• What you will do
Recast the stretch below from the line containing "query: door handle" through the line containing "(89, 0), (114, 210)" as a JSON list of strings, one string per line, leaving out blank lines and any lines outside that stretch.

• Dataset content
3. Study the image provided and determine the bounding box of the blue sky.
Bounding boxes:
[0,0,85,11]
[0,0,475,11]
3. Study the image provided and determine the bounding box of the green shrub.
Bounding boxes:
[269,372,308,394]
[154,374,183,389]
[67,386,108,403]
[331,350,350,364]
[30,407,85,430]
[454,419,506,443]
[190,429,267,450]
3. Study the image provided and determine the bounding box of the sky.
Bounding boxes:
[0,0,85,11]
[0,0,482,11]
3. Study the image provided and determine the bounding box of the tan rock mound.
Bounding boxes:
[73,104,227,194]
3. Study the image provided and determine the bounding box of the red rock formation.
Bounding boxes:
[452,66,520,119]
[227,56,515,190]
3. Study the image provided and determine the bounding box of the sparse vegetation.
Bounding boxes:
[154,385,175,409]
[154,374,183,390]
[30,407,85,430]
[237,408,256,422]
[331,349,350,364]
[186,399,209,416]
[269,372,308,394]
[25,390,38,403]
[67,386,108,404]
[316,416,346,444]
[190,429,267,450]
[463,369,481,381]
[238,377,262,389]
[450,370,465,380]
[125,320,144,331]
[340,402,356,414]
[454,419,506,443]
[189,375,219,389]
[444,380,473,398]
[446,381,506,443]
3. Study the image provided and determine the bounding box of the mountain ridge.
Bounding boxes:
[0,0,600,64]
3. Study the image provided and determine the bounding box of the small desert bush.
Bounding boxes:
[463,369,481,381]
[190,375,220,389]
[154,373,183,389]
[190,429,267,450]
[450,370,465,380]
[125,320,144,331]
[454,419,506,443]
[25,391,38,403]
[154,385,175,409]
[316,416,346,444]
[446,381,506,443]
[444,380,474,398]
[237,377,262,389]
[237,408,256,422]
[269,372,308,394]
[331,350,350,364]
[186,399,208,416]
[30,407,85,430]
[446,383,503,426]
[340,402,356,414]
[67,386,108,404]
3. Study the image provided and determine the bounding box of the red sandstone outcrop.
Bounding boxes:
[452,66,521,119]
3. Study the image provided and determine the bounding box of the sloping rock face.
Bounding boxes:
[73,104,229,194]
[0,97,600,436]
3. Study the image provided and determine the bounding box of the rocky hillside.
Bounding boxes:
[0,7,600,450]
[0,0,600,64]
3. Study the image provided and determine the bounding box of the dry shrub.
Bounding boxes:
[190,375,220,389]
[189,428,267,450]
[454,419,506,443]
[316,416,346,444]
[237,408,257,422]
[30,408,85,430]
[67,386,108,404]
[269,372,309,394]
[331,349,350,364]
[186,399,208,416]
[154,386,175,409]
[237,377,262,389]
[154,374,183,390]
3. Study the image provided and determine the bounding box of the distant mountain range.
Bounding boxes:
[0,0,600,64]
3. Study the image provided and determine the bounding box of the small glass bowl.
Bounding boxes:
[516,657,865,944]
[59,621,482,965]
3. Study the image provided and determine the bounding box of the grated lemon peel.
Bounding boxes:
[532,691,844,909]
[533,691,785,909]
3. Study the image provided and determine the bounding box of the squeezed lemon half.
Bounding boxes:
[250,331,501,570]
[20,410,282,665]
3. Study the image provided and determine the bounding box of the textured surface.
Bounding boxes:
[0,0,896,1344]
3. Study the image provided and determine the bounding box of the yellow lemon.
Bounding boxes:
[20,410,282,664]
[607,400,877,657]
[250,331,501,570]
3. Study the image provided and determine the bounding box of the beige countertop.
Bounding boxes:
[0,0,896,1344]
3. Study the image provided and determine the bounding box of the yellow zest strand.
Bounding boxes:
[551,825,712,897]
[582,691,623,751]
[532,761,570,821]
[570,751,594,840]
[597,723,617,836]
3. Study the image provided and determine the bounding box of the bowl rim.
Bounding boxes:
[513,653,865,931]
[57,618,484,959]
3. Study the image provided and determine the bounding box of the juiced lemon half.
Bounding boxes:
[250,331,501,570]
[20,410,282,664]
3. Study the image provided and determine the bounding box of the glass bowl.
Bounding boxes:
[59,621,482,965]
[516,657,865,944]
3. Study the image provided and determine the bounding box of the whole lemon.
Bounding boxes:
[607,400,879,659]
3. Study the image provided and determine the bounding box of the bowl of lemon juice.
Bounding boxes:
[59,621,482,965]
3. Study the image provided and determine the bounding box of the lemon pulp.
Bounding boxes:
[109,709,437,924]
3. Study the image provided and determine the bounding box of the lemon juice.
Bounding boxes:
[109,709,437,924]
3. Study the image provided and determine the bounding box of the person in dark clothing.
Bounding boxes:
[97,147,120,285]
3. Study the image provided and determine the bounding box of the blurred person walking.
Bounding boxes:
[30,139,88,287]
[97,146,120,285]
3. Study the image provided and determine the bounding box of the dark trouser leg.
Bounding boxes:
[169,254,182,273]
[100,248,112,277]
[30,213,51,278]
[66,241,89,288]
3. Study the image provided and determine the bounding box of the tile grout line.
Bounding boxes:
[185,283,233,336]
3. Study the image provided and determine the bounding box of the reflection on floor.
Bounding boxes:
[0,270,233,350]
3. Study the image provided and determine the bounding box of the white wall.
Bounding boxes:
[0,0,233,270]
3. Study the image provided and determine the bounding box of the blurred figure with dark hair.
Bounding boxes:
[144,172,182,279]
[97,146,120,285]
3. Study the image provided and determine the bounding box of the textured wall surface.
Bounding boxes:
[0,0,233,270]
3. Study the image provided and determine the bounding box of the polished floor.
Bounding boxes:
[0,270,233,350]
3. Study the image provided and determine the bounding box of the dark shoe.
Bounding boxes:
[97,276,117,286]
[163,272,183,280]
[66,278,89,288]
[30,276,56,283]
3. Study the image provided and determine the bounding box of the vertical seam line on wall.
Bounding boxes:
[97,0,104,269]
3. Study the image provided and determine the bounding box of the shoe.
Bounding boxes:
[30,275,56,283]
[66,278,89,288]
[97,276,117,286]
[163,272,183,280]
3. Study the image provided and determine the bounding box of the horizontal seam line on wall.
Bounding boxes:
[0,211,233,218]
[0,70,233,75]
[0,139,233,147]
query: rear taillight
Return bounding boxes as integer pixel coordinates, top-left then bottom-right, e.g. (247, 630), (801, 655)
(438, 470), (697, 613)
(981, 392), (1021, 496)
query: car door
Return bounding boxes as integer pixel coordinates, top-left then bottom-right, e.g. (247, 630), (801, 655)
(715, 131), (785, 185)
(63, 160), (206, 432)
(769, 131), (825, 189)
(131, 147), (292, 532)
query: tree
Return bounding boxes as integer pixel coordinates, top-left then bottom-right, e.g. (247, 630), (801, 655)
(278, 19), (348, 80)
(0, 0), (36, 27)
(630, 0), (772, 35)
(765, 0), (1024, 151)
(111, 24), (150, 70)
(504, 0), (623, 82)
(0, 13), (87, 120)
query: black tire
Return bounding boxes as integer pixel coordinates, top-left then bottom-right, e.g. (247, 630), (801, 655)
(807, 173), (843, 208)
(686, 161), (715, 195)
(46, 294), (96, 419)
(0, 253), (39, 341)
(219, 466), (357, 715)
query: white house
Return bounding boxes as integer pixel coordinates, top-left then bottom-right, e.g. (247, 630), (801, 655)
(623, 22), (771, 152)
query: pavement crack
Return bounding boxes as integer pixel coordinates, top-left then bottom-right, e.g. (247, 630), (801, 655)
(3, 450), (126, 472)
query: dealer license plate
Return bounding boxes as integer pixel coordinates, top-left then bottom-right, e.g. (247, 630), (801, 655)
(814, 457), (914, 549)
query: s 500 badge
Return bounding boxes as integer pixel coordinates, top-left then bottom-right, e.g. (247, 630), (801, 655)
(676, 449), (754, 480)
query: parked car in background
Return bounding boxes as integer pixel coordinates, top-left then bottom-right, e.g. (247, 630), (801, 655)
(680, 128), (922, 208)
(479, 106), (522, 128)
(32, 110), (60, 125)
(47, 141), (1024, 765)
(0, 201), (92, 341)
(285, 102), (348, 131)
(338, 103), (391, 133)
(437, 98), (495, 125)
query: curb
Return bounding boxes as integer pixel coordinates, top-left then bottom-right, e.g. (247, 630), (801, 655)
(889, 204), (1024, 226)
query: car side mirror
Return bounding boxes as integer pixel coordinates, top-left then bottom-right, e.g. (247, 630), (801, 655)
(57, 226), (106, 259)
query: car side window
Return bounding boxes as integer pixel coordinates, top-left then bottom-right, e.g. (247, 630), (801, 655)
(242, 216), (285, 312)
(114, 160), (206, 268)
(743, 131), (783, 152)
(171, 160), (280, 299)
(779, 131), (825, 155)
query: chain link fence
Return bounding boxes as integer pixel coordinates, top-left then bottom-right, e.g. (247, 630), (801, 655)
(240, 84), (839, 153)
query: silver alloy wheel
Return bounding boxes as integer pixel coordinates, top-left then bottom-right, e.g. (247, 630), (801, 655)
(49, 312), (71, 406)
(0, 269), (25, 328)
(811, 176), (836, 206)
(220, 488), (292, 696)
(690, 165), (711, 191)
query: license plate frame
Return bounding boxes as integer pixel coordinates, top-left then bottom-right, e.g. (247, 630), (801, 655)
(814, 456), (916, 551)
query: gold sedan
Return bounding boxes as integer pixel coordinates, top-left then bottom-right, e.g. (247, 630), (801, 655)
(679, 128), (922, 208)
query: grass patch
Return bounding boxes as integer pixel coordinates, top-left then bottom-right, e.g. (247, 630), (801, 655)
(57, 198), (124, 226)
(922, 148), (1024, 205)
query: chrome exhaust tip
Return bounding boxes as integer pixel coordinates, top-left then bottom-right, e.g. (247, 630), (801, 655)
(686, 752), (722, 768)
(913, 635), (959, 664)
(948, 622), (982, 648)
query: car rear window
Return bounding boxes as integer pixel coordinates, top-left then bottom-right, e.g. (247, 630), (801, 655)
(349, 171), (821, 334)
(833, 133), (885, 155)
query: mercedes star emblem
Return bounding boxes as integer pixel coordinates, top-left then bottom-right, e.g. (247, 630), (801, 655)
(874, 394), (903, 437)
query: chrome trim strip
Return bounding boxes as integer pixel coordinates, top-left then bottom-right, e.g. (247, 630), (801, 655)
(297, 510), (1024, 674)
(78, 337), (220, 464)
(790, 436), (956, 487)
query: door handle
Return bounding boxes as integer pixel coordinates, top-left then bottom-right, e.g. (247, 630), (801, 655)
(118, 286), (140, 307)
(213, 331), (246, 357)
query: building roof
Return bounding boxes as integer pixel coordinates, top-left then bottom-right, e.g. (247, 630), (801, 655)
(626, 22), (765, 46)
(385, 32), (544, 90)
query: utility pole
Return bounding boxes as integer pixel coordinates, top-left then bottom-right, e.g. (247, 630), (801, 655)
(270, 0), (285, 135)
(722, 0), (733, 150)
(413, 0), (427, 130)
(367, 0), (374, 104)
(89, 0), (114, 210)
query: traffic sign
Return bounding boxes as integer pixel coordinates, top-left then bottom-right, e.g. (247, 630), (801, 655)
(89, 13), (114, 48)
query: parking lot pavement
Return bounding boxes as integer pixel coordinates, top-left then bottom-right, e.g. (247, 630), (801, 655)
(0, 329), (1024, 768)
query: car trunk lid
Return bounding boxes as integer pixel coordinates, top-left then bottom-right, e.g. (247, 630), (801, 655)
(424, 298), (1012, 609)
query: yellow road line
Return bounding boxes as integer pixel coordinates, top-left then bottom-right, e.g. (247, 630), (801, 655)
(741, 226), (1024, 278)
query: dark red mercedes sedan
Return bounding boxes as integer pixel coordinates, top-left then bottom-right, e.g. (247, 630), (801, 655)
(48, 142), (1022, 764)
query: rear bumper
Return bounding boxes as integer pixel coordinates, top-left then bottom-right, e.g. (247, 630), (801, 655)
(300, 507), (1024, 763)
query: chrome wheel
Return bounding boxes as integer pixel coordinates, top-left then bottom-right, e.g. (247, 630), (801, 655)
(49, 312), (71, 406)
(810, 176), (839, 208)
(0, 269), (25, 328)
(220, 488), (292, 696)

• Problem solution
[
  "query: door handle",
  "Return bounding boxes as integer pixel coordinates, top-left then bottom-right, e.g. (247, 630), (801, 655)",
  "(118, 286), (140, 307)",
  "(213, 331), (246, 357)",
  "query: building roof",
  "Return bounding boxes as integer pixel coordinates, top-left then bottom-right, e.g. (247, 630), (801, 655)",
  "(626, 22), (765, 46)",
  "(385, 32), (544, 90)",
  "query: utility pole",
  "Return bounding boxes as integer pixel coordinates, top-left then bottom-right, e.g. (247, 630), (801, 655)",
  "(270, 0), (285, 135)",
  "(722, 0), (733, 150)",
  "(413, 0), (427, 130)",
  "(367, 0), (374, 104)",
  "(89, 0), (114, 210)"
]